> [SHORT TASK]
Can you recast the stretch of the material from the line containing "Please place a point on the white suv" through the line containing "column 199, row 284" as a JSON list of strings, one per line, with blank lines dropped? Leave the pictures out of your answer.

> [DATA SHOWN]
══════

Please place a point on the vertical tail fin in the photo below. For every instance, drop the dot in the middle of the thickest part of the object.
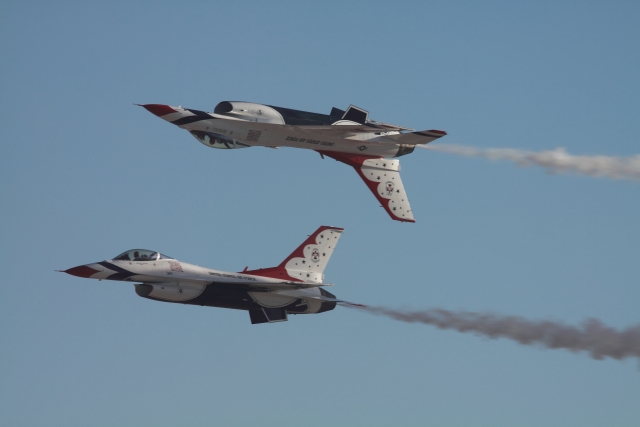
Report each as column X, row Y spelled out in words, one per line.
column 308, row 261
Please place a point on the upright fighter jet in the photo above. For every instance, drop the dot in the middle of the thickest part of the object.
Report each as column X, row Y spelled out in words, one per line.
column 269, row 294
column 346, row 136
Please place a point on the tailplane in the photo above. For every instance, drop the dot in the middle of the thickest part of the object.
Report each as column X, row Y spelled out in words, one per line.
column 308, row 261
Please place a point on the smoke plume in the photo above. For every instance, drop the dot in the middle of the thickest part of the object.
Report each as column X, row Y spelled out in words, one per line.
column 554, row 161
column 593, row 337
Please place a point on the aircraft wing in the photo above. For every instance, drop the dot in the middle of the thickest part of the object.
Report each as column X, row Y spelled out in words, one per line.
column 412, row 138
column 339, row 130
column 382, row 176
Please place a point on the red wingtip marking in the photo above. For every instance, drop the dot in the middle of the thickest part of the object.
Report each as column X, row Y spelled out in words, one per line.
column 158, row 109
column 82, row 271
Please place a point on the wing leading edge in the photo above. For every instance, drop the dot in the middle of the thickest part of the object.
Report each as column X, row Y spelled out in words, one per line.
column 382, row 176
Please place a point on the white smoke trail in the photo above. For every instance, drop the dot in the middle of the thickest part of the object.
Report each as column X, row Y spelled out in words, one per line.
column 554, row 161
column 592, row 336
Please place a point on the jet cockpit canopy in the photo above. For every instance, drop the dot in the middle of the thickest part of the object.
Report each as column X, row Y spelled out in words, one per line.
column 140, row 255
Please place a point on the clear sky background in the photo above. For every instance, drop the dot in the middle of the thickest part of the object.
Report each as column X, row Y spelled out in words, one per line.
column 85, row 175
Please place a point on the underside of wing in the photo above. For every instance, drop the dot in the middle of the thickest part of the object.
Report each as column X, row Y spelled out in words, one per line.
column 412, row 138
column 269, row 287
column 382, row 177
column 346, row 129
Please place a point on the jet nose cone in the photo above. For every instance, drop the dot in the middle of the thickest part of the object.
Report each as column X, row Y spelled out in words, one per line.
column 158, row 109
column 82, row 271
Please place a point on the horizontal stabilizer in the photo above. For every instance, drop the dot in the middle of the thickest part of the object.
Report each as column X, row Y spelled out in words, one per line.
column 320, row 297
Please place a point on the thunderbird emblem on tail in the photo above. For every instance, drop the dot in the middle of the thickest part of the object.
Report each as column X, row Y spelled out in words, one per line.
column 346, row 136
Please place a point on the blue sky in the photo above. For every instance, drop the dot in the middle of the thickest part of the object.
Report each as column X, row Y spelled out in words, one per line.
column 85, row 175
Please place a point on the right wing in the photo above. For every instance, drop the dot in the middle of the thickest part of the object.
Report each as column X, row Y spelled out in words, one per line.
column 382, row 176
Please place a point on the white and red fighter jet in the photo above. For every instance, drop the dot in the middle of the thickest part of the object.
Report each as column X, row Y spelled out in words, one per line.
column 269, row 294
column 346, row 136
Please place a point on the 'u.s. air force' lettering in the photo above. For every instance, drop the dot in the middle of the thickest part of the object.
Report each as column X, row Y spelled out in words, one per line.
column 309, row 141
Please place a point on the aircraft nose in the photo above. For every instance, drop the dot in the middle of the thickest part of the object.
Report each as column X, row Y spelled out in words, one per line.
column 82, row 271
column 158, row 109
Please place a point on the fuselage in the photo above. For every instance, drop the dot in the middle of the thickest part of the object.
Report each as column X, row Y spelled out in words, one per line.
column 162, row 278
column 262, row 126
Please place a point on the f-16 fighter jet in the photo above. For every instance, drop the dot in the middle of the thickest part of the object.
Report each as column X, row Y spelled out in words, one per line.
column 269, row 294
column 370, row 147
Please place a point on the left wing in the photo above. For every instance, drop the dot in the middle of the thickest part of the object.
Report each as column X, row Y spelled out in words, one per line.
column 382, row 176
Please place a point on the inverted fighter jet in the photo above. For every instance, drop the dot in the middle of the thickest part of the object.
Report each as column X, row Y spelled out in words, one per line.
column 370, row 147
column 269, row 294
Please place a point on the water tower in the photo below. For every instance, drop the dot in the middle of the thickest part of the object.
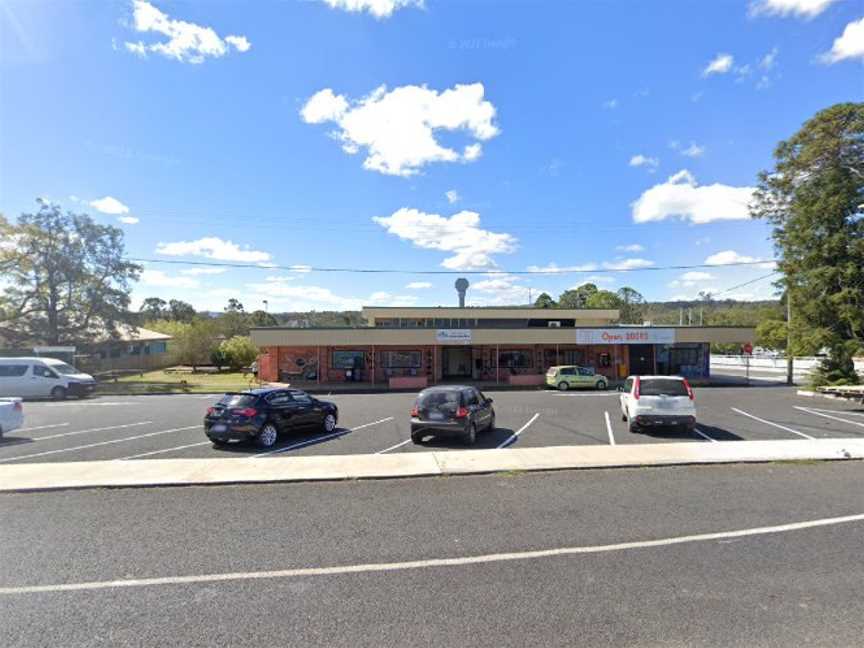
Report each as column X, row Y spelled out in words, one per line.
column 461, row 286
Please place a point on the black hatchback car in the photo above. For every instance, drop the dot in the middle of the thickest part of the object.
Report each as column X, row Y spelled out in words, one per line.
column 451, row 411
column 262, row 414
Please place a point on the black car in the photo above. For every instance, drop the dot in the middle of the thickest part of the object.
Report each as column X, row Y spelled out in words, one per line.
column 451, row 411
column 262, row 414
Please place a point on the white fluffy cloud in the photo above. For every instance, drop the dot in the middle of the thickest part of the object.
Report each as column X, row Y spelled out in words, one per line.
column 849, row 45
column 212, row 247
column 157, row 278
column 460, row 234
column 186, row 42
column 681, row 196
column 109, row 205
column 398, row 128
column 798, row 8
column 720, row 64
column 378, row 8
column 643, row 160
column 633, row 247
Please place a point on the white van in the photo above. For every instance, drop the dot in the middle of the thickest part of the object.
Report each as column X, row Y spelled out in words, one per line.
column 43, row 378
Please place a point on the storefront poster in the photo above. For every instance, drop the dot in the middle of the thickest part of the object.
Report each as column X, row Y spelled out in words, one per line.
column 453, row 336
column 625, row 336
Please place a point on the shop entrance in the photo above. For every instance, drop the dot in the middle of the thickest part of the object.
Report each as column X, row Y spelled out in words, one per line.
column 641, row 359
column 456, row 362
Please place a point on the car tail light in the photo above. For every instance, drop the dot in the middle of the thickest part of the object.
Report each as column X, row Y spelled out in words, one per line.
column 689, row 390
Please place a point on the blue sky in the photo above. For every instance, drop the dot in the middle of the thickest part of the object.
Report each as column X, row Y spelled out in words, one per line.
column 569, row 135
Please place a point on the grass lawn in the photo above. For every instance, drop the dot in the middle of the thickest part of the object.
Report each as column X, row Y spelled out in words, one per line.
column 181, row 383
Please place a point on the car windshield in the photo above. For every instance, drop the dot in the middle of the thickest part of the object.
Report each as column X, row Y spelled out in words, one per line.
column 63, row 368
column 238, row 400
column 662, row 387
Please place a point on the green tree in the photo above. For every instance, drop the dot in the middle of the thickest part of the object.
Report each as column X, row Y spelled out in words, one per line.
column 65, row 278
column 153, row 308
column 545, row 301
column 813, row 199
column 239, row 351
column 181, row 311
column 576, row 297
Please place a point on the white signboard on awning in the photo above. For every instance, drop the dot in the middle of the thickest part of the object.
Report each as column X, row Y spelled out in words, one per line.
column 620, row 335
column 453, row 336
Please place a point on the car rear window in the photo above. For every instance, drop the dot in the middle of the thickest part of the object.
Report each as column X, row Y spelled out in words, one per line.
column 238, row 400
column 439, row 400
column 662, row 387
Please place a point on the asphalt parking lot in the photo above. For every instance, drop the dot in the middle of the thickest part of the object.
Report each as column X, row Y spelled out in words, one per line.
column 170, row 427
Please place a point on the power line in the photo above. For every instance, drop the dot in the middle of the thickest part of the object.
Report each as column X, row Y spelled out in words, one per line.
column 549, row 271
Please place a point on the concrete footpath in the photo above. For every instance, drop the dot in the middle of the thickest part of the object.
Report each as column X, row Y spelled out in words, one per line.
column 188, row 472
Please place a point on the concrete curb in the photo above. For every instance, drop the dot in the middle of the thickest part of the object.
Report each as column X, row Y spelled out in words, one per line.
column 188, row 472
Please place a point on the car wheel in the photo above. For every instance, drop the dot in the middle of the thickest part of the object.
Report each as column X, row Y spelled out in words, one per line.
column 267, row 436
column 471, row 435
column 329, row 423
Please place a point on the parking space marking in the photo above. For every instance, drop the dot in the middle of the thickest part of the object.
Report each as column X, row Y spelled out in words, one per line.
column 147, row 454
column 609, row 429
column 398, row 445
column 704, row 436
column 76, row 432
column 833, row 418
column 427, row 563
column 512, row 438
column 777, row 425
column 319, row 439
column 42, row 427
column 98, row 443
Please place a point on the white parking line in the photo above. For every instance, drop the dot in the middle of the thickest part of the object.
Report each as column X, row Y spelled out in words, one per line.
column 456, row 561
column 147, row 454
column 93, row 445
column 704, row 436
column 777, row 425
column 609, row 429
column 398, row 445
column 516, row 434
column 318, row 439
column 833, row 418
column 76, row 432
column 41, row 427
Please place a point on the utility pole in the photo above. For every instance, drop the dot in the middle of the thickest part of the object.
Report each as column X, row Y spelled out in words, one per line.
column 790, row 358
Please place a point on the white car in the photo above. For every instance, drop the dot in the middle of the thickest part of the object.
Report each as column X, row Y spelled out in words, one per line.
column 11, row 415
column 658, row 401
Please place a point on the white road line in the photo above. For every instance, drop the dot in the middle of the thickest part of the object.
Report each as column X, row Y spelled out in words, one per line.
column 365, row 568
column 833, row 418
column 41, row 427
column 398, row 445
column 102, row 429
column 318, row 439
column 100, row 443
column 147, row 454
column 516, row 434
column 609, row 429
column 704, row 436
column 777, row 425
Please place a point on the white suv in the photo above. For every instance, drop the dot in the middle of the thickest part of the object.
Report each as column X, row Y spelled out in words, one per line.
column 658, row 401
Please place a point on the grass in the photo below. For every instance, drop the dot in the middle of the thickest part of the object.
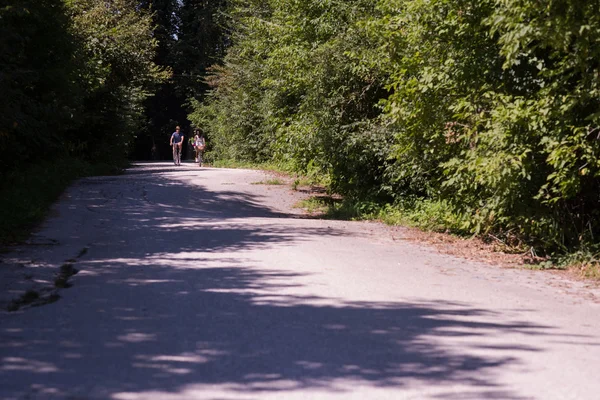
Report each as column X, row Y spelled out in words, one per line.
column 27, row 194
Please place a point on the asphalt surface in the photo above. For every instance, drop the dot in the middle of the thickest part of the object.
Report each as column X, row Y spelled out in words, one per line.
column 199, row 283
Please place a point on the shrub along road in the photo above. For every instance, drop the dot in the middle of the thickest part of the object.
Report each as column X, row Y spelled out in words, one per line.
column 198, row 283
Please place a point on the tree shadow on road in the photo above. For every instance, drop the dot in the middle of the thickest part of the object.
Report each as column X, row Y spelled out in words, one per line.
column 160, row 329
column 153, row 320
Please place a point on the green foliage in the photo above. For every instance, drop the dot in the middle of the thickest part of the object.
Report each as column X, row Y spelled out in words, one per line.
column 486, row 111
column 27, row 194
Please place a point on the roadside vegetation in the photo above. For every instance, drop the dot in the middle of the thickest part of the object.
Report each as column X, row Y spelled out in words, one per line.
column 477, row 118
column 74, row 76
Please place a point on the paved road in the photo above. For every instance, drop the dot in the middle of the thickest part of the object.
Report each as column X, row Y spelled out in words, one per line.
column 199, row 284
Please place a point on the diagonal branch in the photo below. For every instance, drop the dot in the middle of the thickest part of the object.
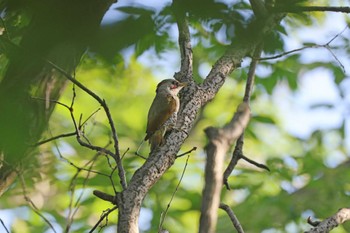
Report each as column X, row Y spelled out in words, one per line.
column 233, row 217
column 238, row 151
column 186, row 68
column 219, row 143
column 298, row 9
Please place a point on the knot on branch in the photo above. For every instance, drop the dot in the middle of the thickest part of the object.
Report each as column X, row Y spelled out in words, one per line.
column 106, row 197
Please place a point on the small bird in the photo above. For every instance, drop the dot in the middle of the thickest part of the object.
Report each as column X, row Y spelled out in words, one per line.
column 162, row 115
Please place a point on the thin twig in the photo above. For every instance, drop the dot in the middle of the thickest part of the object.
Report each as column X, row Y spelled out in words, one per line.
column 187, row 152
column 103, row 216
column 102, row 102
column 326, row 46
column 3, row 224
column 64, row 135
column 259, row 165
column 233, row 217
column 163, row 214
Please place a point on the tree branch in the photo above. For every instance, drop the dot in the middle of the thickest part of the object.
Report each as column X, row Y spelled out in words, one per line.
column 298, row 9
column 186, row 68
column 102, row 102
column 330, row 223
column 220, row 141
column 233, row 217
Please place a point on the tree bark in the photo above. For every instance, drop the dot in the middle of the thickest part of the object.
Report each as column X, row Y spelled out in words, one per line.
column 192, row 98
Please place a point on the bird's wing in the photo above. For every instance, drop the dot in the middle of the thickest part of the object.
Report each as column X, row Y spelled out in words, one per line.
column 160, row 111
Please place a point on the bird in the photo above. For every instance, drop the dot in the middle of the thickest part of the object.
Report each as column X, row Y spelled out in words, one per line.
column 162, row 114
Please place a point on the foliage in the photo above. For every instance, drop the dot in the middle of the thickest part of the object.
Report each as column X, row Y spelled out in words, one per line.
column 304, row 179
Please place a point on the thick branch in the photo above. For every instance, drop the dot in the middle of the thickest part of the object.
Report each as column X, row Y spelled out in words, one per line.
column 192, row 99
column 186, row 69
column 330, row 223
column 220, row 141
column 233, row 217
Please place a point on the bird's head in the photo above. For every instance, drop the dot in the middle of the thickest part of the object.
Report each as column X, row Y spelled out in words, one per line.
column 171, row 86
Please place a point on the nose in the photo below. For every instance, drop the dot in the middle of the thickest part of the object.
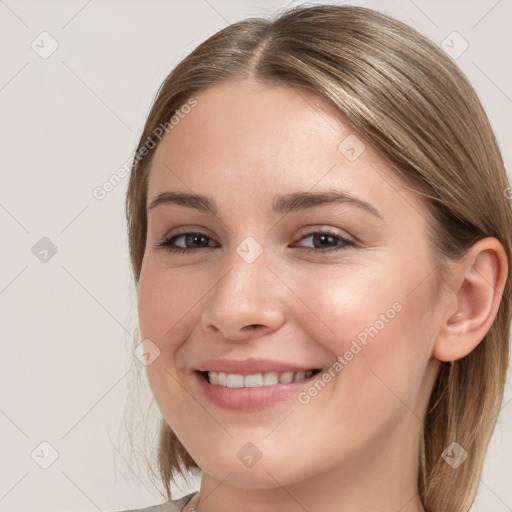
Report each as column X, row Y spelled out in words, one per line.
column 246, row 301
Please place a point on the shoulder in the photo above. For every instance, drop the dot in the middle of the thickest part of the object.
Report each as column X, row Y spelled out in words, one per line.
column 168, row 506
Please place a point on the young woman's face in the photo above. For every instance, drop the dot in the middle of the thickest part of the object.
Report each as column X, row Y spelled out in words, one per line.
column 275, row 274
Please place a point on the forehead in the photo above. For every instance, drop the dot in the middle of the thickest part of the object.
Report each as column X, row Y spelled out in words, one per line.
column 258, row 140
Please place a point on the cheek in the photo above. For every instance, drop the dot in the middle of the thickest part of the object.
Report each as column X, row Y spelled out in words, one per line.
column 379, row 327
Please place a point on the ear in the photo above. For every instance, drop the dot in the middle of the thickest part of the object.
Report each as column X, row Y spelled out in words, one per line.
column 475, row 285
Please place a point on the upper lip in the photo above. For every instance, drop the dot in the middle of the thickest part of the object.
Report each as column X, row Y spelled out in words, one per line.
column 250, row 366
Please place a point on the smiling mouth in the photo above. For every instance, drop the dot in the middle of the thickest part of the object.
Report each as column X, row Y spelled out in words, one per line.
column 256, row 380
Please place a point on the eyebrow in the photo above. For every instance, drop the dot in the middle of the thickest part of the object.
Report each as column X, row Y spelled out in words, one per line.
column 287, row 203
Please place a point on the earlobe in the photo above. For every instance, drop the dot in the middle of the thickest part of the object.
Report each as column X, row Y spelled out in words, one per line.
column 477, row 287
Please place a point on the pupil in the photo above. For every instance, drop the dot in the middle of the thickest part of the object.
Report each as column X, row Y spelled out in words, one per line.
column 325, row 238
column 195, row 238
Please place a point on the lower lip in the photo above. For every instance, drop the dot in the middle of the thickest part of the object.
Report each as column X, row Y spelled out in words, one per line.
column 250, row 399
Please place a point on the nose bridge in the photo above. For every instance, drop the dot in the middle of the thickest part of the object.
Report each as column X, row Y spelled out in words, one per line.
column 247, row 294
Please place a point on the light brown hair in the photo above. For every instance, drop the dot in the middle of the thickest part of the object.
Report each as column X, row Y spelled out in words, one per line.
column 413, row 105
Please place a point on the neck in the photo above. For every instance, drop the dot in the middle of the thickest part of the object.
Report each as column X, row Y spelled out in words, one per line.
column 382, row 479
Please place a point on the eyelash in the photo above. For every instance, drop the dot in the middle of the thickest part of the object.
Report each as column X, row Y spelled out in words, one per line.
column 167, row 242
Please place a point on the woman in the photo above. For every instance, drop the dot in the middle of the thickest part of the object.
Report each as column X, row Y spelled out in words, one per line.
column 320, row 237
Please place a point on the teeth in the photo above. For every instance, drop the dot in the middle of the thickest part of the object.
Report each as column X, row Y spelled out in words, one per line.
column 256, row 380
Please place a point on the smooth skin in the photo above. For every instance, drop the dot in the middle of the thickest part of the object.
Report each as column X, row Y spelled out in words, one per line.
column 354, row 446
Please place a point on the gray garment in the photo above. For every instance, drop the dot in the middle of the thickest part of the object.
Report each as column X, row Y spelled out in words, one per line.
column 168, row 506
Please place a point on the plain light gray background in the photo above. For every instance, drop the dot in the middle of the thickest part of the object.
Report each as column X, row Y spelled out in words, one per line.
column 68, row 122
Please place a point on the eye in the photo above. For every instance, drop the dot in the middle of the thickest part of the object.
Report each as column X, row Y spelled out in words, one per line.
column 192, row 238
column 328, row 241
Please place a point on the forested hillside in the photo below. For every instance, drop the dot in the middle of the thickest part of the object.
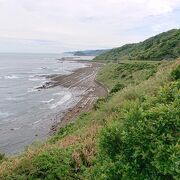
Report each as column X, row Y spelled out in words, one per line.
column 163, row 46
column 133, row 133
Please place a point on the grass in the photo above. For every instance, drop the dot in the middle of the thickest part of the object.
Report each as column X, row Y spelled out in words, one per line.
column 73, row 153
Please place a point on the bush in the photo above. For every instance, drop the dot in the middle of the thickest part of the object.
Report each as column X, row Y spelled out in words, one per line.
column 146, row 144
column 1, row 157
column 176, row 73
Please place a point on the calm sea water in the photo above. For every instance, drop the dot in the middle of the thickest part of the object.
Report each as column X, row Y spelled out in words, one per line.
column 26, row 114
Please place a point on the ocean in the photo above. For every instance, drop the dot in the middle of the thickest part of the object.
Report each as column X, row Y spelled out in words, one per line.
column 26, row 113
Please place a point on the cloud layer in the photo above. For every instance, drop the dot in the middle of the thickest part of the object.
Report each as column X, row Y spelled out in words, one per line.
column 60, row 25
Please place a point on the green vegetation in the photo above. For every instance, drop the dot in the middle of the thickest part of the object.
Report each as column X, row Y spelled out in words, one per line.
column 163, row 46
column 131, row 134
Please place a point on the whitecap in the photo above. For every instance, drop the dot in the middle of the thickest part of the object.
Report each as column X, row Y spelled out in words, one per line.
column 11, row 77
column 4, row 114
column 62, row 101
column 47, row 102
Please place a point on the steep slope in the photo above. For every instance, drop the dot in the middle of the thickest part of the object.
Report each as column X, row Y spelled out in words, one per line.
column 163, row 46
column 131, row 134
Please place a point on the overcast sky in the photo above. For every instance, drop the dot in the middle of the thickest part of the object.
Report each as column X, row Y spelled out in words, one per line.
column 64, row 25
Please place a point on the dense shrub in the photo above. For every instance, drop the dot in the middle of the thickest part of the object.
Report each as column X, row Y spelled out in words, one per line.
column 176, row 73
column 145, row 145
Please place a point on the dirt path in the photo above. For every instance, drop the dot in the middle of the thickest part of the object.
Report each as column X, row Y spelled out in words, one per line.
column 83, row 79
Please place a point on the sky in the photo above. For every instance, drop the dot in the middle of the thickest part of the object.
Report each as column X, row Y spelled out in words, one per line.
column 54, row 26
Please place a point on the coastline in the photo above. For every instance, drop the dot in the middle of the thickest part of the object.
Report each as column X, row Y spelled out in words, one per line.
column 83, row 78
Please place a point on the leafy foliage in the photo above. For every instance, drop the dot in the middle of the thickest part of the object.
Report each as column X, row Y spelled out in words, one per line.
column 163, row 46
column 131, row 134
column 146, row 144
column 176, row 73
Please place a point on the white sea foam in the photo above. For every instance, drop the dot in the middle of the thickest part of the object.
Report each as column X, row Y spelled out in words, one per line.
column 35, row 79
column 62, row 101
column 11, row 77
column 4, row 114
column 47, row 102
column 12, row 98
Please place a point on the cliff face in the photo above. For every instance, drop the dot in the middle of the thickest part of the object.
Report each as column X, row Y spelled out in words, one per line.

══════

> [ANSWER TO THE PROBLEM]
[
  "Please place a point on the white suv in the photo above. For every instance, drop the dot in the middle of the thickest part of the object.",
  "Report each as column X, row Y spelled out in words, one per line.",
  "column 658, row 401",
  "Please place a point on the grass in the photo below. For every instance, drop the dot in the middle of the thickest part of the object.",
  "Report each as column X, row Y spelled out in words, one per line.",
  "column 27, row 194",
  "Please place a point on the asphalt surface in the photo above. For every instance, drop the dot in the middle of the thickest part of the object.",
  "Report each as column X, row Y spelled out in words, one per line.",
  "column 199, row 283",
  "Please place a point on the shrub along road in the photo above. For every instance, drop the dot in the middle of the thickest part of the object.",
  "Report each as column X, row Y spelled out in words, one per line.",
  "column 198, row 283",
  "Please place a point on the tree shadow on road in the photo above. For every instance, drop the dot in the middle of the thickest part of the object.",
  "Report each as column X, row Y spelled out in words, one per line.",
  "column 160, row 329",
  "column 153, row 320",
  "Please place a point on the green foliage in the photo above. For every instance, drop the dot in the middle of the thickest part of the object.",
  "Report each as column X, row Y spelled out in words, one per line.",
  "column 486, row 111",
  "column 27, row 194",
  "Please place a point on the roadside vegetation in the photo above. For every instance, drop the dot in the middle of the thickest part of the object.",
  "Report each as column X, row Y spelled out in words, one per line.",
  "column 477, row 118",
  "column 74, row 76",
  "Please place a point on the paved road in the photo above. For every instance, drop the dot in the middle of the thickest part of the object.",
  "Report each as column X, row Y spelled out in words, one per line.",
  "column 199, row 284"
]